Aim of the exercise -
For this task, copy the data that follows exactly, keeping every character.

┄┄┄┄┄┄

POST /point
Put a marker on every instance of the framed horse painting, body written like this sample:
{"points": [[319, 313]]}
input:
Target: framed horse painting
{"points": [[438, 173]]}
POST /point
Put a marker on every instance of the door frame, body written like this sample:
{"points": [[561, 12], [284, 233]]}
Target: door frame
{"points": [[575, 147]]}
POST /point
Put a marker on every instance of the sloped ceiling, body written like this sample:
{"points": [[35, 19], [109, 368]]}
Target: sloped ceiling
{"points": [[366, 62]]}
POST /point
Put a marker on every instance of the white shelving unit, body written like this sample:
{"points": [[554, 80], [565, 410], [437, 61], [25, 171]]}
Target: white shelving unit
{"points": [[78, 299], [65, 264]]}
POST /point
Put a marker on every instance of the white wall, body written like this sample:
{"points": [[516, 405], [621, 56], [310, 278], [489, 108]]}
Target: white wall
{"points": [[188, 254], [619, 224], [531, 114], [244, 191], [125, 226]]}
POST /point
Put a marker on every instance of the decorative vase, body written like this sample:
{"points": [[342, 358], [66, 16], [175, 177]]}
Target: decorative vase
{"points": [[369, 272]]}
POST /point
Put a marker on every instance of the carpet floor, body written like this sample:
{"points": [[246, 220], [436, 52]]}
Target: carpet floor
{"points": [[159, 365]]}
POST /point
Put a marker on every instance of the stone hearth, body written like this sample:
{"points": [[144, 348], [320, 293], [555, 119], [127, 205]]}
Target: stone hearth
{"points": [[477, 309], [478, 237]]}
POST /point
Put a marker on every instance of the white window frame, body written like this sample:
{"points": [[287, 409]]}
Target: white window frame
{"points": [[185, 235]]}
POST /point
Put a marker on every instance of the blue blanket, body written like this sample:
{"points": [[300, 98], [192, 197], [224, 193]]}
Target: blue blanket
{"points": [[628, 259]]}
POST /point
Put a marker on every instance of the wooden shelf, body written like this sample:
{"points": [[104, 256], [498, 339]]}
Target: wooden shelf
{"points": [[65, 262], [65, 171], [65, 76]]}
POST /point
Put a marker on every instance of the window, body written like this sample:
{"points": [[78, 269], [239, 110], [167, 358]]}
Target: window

┄┄┄┄┄┄

The answer -
POST /point
Put a marker on every instance of the framed horse painting, body written like this sample:
{"points": [[319, 313]]}
input:
Target: framed horse painting
{"points": [[438, 173]]}
POST /point
Put a marker on every instance of the door frame, body written like this sample:
{"points": [[561, 12], [284, 233]]}
Target: door frame
{"points": [[575, 147]]}
POST /point
Put a marker on every instance of the sloped ceiling, body written like this sample:
{"points": [[35, 19], [109, 368]]}
Target: sloped ceiling
{"points": [[366, 62]]}
POST /point
Put a marker on every instance of the white shelving unit, body written like this sample:
{"points": [[554, 80], [565, 410], [437, 61], [25, 171]]}
Target: white shelving unit
{"points": [[78, 299], [65, 264]]}
POST /point
Put a marker on every instance of the white wall, body written like this sample:
{"points": [[516, 405], [621, 56], [310, 278], [489, 108]]}
Target: white wall
{"points": [[188, 254], [619, 224], [531, 114], [244, 191], [125, 226]]}
POST /point
Put a marker on every instance of the decorative vase, body written like this sample:
{"points": [[342, 358], [66, 16], [175, 177]]}
Target: decorative vase
{"points": [[369, 272]]}
POST /point
Put a marker on every instance of the carpet floor, body written like this sample:
{"points": [[246, 220], [436, 52]]}
Target: carpet floor
{"points": [[159, 365]]}
POST /point
Put a marker on every instance of the stone hearth, body written like this sample:
{"points": [[144, 348], [320, 293], [555, 119], [127, 205]]}
Target: stone hearth
{"points": [[477, 309], [478, 237]]}
POST /point
Put a marker on every instance of the white window frame, body written like this sample:
{"points": [[287, 409]]}
Target: white window frame
{"points": [[185, 235]]}
POST /point
Put a marker on every instance of the blue blanket, body written like this sample:
{"points": [[300, 98], [192, 197], [224, 193]]}
Target: blue blanket
{"points": [[628, 259]]}
POST /point
Put a marker on every instance of the wooden shelf, body written like this sample:
{"points": [[104, 256], [498, 339]]}
Target: wooden shelf
{"points": [[65, 262], [65, 171], [65, 76]]}
POST /point
Put a marker on every instance of the window, body written like this sample:
{"points": [[78, 269], [239, 110], [167, 358]]}
Target: window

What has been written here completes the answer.